Assignment => Word for word, copy the listing below and leave out its images.

Extracted entries =>
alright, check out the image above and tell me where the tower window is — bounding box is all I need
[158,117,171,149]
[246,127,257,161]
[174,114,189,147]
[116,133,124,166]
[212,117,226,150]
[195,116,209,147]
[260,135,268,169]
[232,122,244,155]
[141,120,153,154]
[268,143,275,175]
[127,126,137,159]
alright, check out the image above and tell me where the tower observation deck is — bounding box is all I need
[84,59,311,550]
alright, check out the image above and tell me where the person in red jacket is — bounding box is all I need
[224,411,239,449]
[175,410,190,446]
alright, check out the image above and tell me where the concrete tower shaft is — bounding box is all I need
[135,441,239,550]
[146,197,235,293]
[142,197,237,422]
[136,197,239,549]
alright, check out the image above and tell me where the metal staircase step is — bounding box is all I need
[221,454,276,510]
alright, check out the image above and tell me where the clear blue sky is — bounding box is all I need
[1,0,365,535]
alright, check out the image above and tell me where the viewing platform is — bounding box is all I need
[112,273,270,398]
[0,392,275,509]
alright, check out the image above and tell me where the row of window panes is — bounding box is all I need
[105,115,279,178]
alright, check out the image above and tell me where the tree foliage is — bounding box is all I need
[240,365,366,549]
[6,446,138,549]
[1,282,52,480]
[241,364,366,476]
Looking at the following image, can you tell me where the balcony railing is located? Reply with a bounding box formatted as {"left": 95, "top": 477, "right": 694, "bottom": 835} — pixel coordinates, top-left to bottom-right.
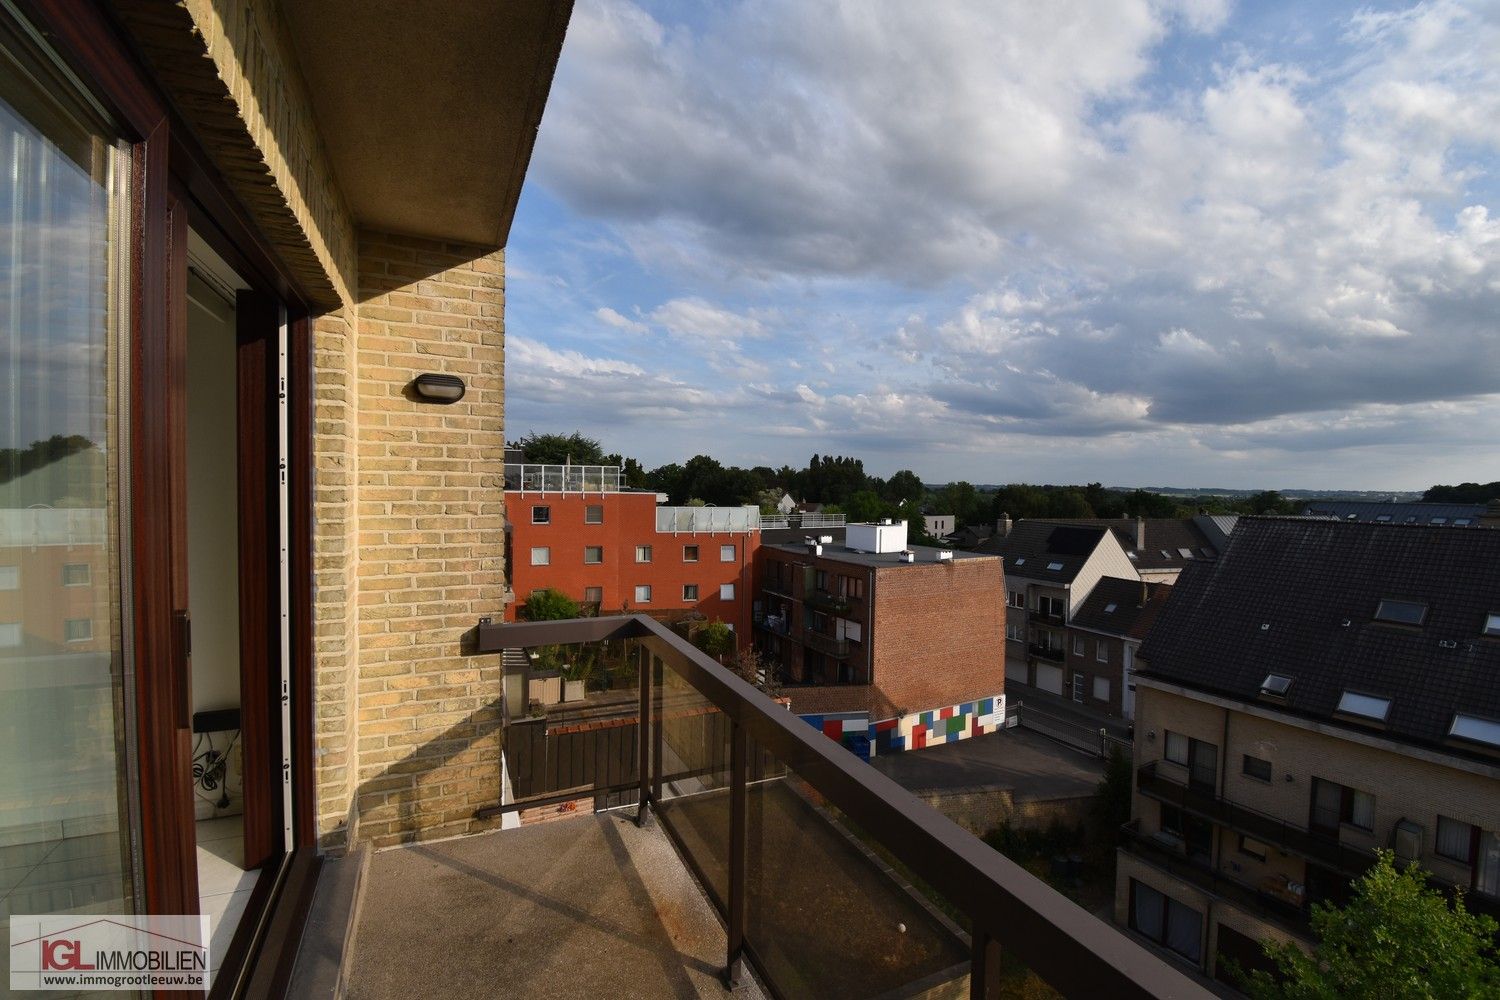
{"left": 759, "top": 512, "right": 847, "bottom": 530}
{"left": 656, "top": 505, "right": 761, "bottom": 533}
{"left": 1119, "top": 821, "right": 1311, "bottom": 936}
{"left": 1136, "top": 761, "right": 1500, "bottom": 923}
{"left": 1033, "top": 610, "right": 1066, "bottom": 626}
{"left": 504, "top": 462, "right": 624, "bottom": 493}
{"left": 1029, "top": 643, "right": 1066, "bottom": 663}
{"left": 476, "top": 614, "right": 1205, "bottom": 999}
{"left": 802, "top": 630, "right": 850, "bottom": 658}
{"left": 804, "top": 588, "right": 852, "bottom": 614}
{"left": 754, "top": 614, "right": 795, "bottom": 639}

Exercise output =>
alright, check out the image above and tell me where the tower window is — bounding box is all I need
[158,117,171,149]
[246,127,257,161]
[174,114,189,147]
[116,133,124,166]
[212,117,226,150]
[195,116,209,147]
[260,135,268,169]
[232,122,244,155]
[141,120,153,154]
[268,143,275,175]
[127,126,137,159]
alright, check out the image above and tell me where the tower observation deck is — bounding box is all I need
[84,59,311,550]
alright, check out the image above and tell me where the person in red jacket is — bounding box is all I need
[224,411,239,449]
[175,410,190,446]
alright, check out the image above and tell me where the concrete tower shaft is — bounding box is all I need
[135,441,239,550]
[146,197,235,293]
[142,197,237,422]
[136,197,239,549]
alright, check out the image above and tell me where the metal staircase step is — bounding box is all I need
[221,454,276,510]
alright, check out the image above and tell me where the clear blue sky is — bounding box is all I need
[1,0,365,535]
alright, check out the image above and tell me where the viewing platform is — bounding box is all I need
[112,273,270,398]
[0,392,275,509]
alright, check out the image above and tell me where the row of window panes is — bounding box is all I need
[105,115,279,178]
alright, check out the image above and tell me where the tree foliage is — bounding box is all I need
[240,365,366,549]
[6,446,138,549]
[1,282,52,480]
[241,364,366,476]
Looking at the following image, can you tell me where the balcony railing is located? Reply with a bounding box formatted as {"left": 95, "top": 477, "right": 694, "bottom": 835} — pixel coordinates, top-left to bottom-right.
{"left": 759, "top": 512, "right": 847, "bottom": 530}
{"left": 656, "top": 505, "right": 761, "bottom": 533}
{"left": 1119, "top": 821, "right": 1311, "bottom": 936}
{"left": 1136, "top": 761, "right": 1500, "bottom": 923}
{"left": 1033, "top": 610, "right": 1066, "bottom": 626}
{"left": 504, "top": 462, "right": 624, "bottom": 493}
{"left": 1029, "top": 643, "right": 1066, "bottom": 663}
{"left": 476, "top": 614, "right": 1205, "bottom": 999}
{"left": 802, "top": 630, "right": 850, "bottom": 658}
{"left": 804, "top": 588, "right": 852, "bottom": 614}
{"left": 754, "top": 614, "right": 795, "bottom": 639}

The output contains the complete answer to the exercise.